─── Dataset content ───

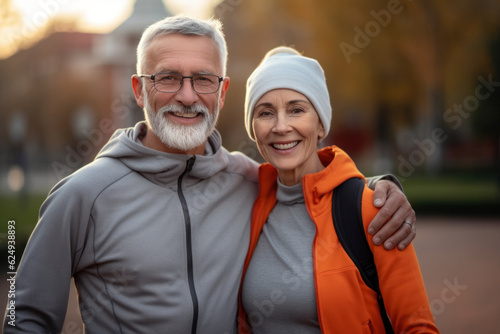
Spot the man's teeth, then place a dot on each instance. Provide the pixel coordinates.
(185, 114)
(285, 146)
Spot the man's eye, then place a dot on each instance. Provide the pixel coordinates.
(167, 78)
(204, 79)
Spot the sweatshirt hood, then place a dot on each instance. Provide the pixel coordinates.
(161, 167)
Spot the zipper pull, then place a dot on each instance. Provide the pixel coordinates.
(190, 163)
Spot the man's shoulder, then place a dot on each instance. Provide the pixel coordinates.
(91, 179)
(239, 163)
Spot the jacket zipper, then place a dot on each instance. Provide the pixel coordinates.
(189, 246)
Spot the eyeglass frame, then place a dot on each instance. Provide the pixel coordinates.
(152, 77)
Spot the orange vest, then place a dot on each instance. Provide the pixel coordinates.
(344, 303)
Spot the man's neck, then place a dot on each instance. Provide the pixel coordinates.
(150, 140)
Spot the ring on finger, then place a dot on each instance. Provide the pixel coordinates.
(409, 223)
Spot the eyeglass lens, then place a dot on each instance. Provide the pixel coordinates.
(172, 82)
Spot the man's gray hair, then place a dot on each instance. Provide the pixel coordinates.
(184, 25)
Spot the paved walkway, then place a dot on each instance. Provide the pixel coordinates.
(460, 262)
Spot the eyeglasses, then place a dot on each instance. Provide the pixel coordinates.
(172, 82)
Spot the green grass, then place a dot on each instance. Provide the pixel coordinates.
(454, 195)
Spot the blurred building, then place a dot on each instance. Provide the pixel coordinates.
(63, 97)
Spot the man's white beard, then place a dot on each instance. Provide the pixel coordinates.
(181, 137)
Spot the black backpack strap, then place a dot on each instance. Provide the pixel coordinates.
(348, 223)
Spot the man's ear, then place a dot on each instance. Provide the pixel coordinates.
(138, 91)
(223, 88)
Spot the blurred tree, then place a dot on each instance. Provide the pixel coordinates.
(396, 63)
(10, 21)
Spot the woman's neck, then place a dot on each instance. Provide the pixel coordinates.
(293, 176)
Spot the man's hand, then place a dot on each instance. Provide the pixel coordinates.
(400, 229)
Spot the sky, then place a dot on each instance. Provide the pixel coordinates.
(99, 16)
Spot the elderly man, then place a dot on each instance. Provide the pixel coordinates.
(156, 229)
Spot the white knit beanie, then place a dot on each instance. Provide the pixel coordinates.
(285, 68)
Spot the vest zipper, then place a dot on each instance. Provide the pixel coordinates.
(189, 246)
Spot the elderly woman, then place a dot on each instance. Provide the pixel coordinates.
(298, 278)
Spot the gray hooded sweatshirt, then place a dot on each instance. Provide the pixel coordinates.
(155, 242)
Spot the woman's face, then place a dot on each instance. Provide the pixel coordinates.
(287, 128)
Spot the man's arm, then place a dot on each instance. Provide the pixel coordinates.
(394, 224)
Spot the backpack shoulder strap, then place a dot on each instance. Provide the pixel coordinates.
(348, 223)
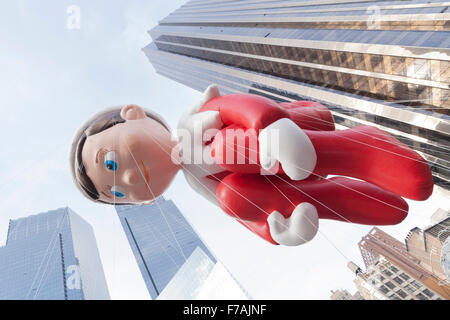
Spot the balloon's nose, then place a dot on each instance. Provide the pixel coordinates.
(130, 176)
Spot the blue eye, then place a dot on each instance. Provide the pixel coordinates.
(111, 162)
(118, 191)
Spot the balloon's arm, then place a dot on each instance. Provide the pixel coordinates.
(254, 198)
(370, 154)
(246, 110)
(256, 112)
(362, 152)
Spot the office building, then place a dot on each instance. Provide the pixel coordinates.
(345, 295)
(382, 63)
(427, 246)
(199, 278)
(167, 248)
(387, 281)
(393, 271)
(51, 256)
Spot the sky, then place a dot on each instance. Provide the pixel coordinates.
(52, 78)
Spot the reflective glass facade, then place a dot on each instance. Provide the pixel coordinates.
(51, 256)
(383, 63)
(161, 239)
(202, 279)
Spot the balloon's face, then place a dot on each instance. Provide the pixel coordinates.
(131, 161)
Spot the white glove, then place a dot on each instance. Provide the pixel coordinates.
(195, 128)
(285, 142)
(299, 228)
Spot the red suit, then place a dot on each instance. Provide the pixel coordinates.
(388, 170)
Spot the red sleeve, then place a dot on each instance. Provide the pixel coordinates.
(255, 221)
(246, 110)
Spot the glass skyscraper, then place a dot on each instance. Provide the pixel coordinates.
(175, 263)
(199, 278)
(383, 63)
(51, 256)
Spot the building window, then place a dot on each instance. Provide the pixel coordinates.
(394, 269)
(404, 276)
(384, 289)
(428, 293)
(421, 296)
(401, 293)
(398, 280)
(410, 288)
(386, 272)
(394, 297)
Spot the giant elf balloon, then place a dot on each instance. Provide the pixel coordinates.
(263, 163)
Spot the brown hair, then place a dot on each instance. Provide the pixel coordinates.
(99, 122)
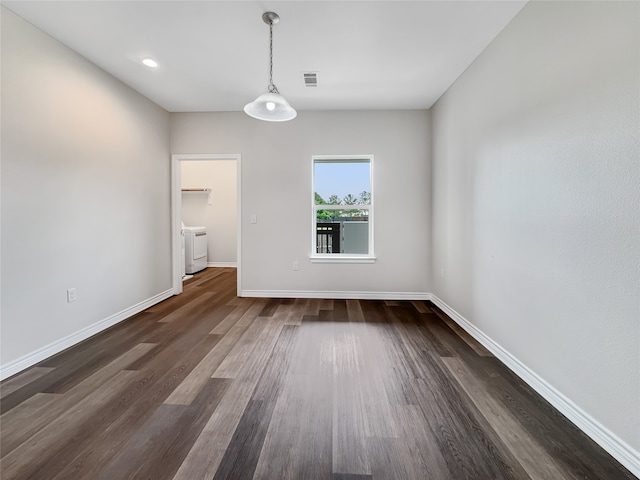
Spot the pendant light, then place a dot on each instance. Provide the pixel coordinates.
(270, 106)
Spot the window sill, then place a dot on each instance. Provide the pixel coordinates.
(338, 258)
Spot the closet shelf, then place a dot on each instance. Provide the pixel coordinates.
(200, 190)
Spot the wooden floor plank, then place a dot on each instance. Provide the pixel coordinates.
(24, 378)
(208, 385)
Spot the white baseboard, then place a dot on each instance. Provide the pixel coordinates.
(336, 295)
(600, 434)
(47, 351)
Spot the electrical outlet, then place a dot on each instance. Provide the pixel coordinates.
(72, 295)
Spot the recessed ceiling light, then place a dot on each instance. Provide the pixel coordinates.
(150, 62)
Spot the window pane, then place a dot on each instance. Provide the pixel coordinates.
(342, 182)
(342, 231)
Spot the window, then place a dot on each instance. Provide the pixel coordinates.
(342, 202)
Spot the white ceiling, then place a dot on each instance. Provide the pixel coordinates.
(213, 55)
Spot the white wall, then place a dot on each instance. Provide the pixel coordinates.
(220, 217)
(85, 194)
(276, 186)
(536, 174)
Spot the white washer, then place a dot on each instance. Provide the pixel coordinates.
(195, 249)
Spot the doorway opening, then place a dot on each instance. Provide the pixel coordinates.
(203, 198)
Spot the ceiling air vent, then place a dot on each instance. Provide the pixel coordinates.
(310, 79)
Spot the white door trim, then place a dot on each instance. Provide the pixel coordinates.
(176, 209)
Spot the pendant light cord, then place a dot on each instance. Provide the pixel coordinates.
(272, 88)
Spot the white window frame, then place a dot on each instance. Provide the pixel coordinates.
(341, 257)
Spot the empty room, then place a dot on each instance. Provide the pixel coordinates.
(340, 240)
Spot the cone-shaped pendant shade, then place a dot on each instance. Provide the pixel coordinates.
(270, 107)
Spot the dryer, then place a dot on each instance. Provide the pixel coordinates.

───
─── Dataset content ───

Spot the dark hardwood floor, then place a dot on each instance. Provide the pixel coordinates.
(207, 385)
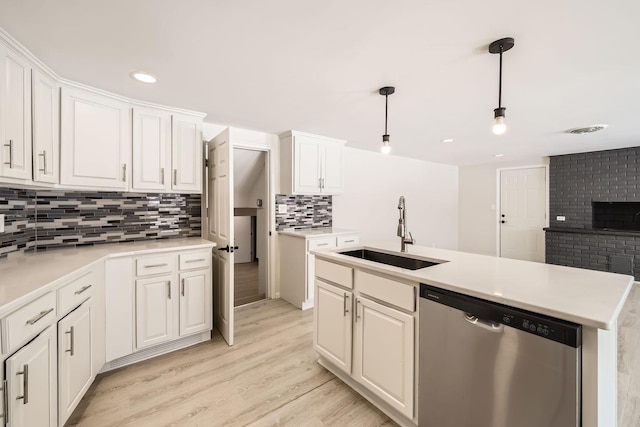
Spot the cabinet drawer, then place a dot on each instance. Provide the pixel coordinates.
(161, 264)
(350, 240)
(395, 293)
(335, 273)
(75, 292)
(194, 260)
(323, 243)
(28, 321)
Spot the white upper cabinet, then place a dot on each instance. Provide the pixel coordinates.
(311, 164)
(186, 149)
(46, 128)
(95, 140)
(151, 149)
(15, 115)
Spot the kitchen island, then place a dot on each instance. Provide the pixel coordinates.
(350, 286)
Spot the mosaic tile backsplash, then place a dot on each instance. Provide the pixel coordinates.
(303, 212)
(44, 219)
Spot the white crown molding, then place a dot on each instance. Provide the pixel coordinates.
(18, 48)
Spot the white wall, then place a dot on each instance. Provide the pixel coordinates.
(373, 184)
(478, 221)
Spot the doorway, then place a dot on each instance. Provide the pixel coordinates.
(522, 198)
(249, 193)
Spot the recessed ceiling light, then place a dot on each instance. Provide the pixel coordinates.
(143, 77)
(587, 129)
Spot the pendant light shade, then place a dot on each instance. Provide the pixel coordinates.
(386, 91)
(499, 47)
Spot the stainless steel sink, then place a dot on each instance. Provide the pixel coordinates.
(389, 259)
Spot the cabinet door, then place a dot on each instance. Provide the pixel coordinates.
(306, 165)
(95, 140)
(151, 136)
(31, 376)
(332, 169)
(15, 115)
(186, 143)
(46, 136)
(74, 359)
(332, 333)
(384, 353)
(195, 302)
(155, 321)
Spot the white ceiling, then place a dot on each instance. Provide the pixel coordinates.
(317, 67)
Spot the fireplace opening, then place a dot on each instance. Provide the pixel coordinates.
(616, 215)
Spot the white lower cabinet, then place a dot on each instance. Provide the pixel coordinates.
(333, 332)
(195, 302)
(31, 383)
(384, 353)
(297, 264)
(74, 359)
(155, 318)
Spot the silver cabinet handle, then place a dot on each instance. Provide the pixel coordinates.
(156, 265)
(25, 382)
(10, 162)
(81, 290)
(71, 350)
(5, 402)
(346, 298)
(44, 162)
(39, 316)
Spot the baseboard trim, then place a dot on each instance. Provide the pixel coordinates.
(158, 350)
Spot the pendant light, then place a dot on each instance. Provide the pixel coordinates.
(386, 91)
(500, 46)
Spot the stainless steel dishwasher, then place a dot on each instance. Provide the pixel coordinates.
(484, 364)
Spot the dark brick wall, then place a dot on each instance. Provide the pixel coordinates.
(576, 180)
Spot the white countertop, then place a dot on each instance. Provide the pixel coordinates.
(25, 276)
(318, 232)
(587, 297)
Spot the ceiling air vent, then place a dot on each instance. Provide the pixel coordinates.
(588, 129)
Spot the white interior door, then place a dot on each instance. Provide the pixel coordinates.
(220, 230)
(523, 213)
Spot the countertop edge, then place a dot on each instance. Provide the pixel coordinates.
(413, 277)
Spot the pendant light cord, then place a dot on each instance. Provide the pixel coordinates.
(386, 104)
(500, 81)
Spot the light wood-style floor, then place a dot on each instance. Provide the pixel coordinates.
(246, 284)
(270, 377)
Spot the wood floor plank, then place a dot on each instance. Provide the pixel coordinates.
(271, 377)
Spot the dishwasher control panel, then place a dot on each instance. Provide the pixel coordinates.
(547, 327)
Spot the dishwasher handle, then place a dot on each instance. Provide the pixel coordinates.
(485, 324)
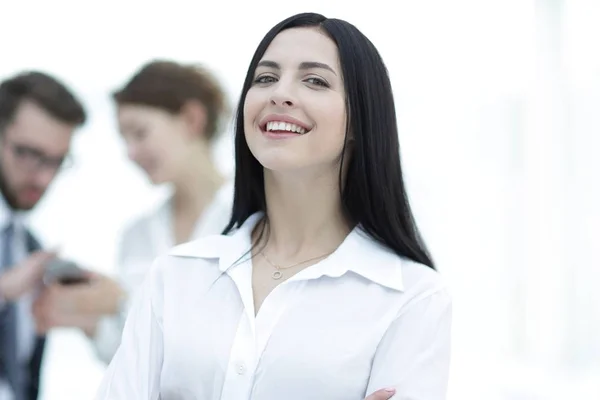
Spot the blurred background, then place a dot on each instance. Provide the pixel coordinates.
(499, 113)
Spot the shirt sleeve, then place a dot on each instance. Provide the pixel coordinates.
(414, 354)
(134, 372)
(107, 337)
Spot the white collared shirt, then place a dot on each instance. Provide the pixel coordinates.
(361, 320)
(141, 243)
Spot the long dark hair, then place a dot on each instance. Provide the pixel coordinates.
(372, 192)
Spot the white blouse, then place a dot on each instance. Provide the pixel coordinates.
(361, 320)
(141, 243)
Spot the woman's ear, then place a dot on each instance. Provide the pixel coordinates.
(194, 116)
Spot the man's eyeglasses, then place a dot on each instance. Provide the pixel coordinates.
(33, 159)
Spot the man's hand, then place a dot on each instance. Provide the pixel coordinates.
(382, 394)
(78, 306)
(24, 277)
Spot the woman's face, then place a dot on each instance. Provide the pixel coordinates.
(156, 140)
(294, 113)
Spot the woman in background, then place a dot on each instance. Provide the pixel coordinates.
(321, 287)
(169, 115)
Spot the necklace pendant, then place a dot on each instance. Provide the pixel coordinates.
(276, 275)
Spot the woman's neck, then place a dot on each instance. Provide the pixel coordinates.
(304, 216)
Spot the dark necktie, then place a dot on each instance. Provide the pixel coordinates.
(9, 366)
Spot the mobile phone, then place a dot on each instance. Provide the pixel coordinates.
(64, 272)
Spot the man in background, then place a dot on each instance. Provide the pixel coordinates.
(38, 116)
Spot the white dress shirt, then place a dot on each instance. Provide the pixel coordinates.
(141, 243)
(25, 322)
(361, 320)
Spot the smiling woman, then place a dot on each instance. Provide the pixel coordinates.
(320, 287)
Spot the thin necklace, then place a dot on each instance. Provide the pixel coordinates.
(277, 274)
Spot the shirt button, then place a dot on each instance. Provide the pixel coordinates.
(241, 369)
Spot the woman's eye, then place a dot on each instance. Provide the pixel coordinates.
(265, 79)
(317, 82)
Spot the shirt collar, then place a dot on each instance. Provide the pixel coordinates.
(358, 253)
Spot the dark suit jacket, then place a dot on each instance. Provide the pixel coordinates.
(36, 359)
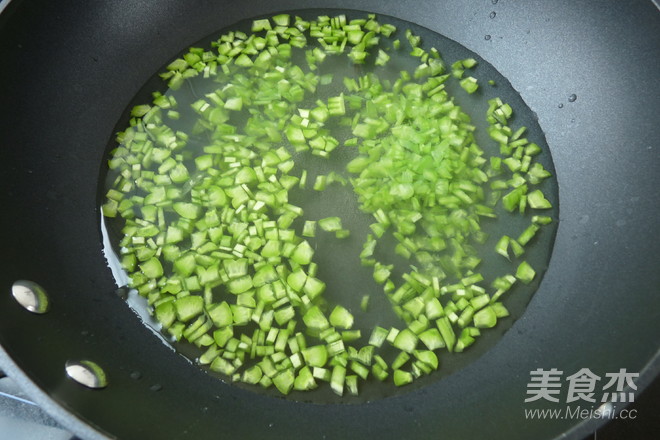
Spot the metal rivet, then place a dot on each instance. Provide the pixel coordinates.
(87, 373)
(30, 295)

───
─── Dataset content ───

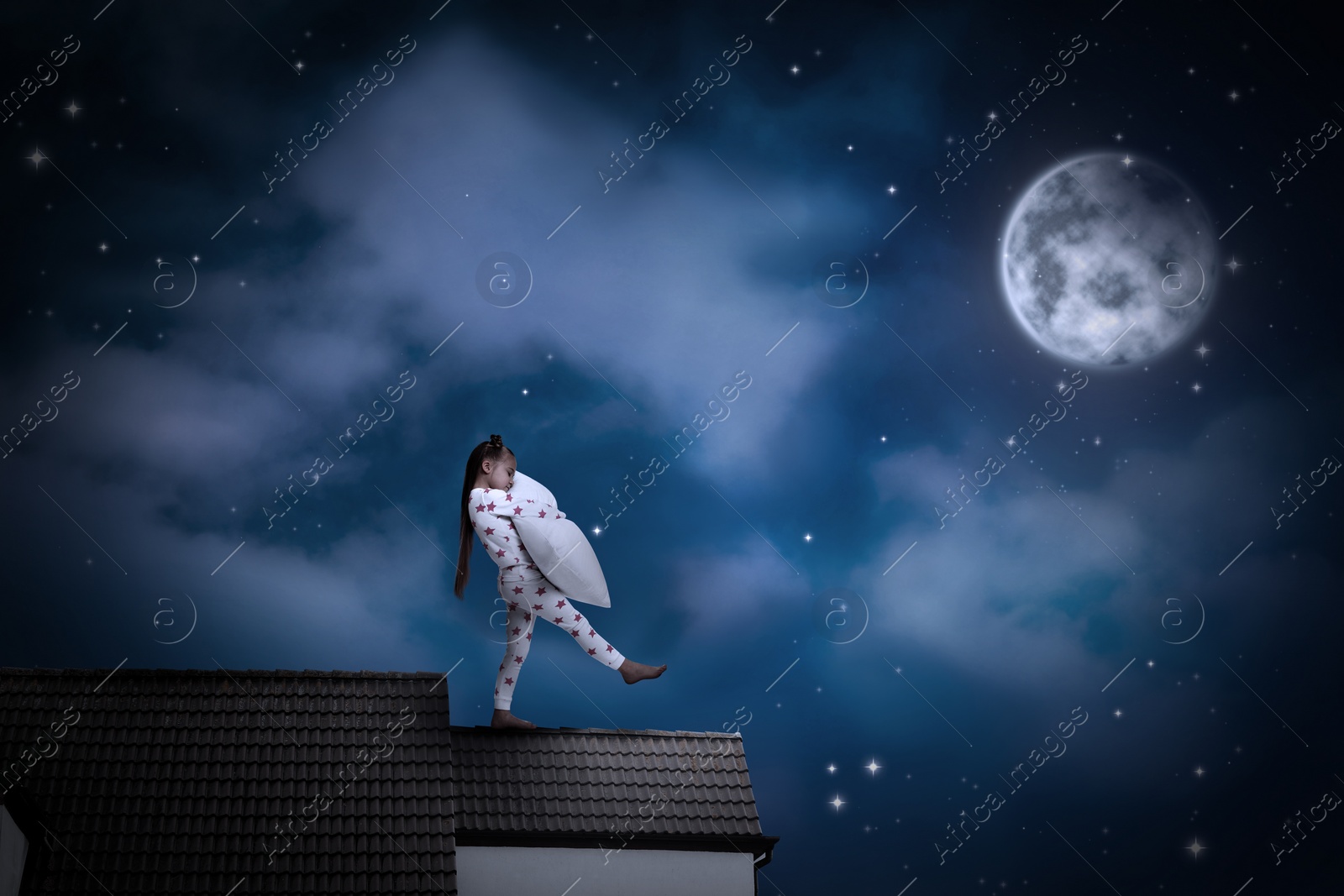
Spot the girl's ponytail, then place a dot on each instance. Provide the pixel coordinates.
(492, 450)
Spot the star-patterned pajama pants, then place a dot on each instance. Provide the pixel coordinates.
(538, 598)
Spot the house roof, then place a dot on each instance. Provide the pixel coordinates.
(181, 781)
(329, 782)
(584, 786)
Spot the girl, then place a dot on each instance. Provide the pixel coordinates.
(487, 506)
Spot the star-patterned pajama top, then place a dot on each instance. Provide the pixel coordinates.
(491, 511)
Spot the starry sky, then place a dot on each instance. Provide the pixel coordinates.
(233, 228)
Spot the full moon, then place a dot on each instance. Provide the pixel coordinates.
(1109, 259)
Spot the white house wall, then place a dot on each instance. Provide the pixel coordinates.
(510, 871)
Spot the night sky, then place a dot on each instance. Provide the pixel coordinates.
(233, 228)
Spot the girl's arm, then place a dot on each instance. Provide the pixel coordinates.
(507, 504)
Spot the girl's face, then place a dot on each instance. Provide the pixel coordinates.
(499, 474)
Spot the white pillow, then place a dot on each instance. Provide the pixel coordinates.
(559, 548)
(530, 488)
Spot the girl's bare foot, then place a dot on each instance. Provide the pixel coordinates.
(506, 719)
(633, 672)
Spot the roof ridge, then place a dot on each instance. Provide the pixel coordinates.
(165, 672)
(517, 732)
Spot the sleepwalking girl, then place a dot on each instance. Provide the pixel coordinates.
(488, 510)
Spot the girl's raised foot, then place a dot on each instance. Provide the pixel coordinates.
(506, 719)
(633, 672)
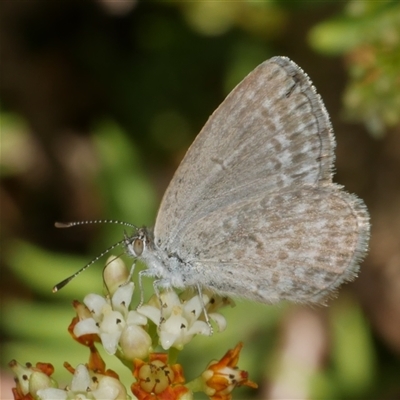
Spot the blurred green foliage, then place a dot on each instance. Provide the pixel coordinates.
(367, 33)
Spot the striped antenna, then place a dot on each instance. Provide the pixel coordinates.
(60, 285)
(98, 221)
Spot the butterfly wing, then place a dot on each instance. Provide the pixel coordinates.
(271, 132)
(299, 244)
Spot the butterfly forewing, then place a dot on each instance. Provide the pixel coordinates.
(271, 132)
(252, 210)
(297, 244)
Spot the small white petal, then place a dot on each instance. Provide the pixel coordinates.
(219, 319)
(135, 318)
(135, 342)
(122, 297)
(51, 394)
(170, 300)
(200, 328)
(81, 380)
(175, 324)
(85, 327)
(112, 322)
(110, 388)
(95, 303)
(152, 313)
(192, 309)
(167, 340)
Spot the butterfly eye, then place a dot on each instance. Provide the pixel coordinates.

───

§ Your objective
State how many lines of the items above contain the word "hair". Give only the number.

§ The reply
3